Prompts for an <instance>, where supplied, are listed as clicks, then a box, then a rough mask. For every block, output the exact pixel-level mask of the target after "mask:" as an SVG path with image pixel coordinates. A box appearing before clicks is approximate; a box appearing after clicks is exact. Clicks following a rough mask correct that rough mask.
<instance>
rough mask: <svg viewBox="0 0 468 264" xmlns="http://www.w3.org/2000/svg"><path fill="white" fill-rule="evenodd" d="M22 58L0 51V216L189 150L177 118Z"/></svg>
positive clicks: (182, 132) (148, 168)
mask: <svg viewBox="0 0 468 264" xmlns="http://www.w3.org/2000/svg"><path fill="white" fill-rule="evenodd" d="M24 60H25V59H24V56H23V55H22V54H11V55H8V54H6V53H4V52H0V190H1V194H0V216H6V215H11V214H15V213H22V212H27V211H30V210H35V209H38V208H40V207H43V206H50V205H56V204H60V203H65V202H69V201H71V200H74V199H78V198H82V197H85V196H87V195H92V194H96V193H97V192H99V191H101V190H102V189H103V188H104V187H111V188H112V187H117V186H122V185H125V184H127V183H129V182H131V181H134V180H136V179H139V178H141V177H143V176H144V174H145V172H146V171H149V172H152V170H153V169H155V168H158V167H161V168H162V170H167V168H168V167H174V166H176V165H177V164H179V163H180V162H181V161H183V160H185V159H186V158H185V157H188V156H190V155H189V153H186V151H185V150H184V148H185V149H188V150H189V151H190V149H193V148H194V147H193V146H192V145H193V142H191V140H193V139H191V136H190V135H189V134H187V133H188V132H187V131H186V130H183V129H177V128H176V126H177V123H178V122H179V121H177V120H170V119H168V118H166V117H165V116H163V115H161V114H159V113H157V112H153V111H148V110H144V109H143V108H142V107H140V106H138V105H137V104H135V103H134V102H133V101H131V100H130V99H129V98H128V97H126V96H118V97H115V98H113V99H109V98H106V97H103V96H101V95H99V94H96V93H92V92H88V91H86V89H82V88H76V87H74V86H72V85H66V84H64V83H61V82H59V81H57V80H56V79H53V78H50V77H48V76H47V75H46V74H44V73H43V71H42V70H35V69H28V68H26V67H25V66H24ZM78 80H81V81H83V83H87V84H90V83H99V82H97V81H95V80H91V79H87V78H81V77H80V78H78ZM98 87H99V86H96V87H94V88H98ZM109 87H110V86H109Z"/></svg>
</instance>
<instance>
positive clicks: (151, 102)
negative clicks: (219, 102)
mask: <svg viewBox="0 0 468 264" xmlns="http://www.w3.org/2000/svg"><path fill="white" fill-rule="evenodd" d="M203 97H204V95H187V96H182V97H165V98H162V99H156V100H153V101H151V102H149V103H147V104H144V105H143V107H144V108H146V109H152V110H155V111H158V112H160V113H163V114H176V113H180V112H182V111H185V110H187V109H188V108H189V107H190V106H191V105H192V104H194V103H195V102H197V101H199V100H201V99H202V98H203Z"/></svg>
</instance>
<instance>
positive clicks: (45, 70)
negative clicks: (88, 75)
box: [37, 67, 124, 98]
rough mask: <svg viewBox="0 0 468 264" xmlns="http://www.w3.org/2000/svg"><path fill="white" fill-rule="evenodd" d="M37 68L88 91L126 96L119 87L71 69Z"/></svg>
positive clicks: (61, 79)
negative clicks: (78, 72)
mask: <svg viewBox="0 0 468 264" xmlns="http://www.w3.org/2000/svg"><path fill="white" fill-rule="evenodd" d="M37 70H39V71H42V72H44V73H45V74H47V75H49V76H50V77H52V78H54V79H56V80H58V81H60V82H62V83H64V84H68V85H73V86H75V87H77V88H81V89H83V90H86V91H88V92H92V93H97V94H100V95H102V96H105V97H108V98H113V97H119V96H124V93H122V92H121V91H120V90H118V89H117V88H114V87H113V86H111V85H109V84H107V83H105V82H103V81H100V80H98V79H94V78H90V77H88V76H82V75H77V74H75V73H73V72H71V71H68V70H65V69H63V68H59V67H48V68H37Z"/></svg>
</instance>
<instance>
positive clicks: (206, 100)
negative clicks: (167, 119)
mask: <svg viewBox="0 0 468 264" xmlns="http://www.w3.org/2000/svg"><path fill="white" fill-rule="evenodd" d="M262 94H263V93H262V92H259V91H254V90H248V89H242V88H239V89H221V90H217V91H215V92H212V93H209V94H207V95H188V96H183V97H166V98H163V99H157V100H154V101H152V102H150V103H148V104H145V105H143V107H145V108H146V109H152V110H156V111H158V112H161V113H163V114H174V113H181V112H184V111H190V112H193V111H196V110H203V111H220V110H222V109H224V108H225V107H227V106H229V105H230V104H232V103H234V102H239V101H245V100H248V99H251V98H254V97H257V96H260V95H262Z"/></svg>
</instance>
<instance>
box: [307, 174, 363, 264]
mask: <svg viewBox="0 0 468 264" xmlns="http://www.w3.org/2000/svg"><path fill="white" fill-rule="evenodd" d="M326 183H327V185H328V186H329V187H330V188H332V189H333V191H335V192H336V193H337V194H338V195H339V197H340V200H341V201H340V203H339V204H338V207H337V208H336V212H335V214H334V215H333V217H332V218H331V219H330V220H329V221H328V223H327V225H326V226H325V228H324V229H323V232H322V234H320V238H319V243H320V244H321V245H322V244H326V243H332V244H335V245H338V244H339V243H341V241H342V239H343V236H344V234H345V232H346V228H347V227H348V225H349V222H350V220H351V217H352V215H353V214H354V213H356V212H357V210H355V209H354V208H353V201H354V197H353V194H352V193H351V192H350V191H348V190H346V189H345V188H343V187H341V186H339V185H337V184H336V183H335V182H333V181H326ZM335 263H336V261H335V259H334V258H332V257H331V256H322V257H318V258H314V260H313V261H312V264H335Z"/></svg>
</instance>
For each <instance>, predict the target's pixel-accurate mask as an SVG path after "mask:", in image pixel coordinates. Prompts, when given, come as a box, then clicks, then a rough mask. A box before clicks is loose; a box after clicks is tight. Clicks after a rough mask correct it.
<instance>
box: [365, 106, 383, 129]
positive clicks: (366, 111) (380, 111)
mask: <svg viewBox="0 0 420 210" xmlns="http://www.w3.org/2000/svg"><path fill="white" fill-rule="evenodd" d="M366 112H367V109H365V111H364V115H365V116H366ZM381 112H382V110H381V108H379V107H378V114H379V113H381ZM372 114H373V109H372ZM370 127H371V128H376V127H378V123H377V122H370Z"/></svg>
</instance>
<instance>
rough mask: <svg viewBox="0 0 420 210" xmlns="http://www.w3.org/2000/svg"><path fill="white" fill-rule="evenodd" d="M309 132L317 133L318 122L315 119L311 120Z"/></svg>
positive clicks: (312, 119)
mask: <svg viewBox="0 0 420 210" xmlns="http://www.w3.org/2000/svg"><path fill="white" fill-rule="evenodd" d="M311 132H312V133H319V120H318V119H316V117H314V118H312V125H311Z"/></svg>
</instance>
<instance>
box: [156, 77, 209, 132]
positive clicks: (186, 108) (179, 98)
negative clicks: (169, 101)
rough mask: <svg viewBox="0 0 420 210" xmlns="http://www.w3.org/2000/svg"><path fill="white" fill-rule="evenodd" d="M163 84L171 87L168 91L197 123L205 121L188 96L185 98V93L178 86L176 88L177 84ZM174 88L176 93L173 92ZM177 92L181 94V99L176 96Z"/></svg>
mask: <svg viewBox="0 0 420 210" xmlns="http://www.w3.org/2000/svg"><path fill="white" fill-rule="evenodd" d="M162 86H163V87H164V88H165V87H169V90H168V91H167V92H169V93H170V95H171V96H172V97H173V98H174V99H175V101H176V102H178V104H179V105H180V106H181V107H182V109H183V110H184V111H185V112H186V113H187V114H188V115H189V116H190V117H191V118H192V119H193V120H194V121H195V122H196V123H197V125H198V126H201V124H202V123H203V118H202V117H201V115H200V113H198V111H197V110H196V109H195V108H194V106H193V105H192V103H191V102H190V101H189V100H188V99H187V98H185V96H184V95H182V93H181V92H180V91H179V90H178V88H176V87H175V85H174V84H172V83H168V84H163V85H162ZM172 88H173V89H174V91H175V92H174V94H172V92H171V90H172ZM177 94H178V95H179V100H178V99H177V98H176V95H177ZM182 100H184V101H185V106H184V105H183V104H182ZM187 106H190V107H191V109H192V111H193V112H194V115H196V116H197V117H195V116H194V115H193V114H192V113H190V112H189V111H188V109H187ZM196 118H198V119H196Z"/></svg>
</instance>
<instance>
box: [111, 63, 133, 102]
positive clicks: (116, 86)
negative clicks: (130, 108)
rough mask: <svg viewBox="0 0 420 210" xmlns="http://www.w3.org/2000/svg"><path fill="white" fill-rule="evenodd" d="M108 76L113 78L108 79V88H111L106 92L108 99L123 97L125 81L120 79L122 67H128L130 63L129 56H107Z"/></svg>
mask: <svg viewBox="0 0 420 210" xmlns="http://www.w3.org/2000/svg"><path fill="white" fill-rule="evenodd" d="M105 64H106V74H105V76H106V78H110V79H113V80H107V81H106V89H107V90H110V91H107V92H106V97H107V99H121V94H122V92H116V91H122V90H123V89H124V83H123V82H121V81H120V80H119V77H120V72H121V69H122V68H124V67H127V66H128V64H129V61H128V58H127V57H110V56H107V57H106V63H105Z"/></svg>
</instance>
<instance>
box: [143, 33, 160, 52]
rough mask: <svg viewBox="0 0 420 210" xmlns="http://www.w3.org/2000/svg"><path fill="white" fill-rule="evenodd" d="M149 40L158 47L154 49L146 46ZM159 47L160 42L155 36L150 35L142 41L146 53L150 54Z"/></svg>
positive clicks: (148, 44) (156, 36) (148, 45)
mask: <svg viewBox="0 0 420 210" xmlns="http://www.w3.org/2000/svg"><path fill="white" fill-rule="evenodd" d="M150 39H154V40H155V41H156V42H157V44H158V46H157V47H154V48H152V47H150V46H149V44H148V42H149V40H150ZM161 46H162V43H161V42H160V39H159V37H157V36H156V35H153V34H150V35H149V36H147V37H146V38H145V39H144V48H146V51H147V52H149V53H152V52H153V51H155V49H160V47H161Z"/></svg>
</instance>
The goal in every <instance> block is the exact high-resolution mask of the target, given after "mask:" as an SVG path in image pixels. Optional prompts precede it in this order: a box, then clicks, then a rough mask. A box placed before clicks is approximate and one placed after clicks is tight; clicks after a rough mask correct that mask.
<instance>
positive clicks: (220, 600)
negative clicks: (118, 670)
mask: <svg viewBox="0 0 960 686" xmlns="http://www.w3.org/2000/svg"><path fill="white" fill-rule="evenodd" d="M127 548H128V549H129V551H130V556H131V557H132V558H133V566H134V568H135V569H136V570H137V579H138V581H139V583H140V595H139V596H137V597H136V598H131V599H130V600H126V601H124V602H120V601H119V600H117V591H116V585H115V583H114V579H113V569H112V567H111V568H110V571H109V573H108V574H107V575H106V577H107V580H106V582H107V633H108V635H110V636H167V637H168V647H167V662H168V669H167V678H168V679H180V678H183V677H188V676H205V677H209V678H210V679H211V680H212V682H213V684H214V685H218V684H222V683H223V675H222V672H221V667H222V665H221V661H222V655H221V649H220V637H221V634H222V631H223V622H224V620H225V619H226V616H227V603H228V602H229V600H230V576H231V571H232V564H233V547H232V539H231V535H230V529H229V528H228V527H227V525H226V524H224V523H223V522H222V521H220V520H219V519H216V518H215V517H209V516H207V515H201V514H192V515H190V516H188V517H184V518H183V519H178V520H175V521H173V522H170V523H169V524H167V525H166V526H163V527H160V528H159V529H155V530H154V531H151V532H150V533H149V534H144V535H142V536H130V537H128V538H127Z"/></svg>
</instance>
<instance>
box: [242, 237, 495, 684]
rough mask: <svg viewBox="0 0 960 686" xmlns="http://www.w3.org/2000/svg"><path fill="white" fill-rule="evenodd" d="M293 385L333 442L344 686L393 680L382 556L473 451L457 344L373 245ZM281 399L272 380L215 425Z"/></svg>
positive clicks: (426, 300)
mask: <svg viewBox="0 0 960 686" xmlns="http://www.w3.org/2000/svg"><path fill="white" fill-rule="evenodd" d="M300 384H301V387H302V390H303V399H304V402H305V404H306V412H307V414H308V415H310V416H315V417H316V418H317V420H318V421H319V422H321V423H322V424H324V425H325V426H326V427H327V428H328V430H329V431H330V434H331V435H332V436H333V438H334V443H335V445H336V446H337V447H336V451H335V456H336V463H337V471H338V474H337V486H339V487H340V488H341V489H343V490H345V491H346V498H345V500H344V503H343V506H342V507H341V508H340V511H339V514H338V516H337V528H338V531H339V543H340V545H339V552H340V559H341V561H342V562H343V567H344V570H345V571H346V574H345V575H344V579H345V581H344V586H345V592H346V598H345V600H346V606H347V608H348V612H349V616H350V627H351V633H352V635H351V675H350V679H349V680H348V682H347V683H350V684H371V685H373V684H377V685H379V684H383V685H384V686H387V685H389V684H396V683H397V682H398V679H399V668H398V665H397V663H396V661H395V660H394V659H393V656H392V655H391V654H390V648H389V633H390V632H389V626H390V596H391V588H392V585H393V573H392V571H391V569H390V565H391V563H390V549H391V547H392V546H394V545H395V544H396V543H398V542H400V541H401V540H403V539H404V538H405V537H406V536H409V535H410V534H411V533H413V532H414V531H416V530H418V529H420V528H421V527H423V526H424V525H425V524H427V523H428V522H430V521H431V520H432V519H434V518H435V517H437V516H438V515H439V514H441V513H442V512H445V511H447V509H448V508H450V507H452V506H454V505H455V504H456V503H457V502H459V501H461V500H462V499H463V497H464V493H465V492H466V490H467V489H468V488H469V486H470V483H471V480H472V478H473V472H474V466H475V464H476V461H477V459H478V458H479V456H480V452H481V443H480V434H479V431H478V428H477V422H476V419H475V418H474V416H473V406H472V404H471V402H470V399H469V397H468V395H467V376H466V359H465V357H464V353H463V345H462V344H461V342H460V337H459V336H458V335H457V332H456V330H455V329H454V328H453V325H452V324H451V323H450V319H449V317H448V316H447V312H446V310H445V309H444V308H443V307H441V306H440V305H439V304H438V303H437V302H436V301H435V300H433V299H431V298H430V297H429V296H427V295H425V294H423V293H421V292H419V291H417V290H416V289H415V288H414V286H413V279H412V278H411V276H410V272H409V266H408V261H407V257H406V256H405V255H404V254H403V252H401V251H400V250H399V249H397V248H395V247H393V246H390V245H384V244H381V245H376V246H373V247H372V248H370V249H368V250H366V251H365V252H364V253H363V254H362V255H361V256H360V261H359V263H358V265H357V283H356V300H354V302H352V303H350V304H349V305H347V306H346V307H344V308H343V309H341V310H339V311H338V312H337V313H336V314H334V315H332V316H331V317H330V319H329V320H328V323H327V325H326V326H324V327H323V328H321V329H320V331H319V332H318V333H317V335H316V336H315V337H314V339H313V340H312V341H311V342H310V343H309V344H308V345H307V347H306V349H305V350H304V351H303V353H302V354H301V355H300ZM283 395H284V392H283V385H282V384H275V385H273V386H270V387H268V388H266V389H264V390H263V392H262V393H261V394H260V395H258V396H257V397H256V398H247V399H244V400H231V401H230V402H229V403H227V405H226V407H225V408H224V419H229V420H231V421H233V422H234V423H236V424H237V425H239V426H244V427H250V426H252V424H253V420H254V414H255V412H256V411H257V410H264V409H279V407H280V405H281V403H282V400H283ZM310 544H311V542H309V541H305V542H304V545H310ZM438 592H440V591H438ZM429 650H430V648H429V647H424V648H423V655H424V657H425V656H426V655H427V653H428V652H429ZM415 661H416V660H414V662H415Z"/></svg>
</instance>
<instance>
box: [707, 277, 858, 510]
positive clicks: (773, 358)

____

Exercise requirements: Your reply is to repeat, unchanged, the lines above running from the one with "positive clicks: (366, 111) (380, 111)" up to and including the one with "negative clicks: (169, 101)".

Expected answer:
positive clicks: (366, 111) (380, 111)
mask: <svg viewBox="0 0 420 210" xmlns="http://www.w3.org/2000/svg"><path fill="white" fill-rule="evenodd" d="M366 112H367V109H365V111H364V115H365V116H366ZM381 112H382V110H381V108H379V107H378V114H379V113H381ZM372 114H373V109H372ZM370 127H371V128H376V127H378V123H377V122H370Z"/></svg>
</instance>
<instance>
rough mask: <svg viewBox="0 0 420 210" xmlns="http://www.w3.org/2000/svg"><path fill="white" fill-rule="evenodd" d="M309 132L317 133L318 122L315 119L311 120Z"/></svg>
positive clicks: (312, 119)
mask: <svg viewBox="0 0 420 210" xmlns="http://www.w3.org/2000/svg"><path fill="white" fill-rule="evenodd" d="M311 132H312V133H319V120H318V119H316V117H314V118H312V125H311Z"/></svg>
</instance>
<instance>
box: [156, 77, 209, 132]
positive clicks: (186, 108) (179, 98)
negative clicks: (169, 101)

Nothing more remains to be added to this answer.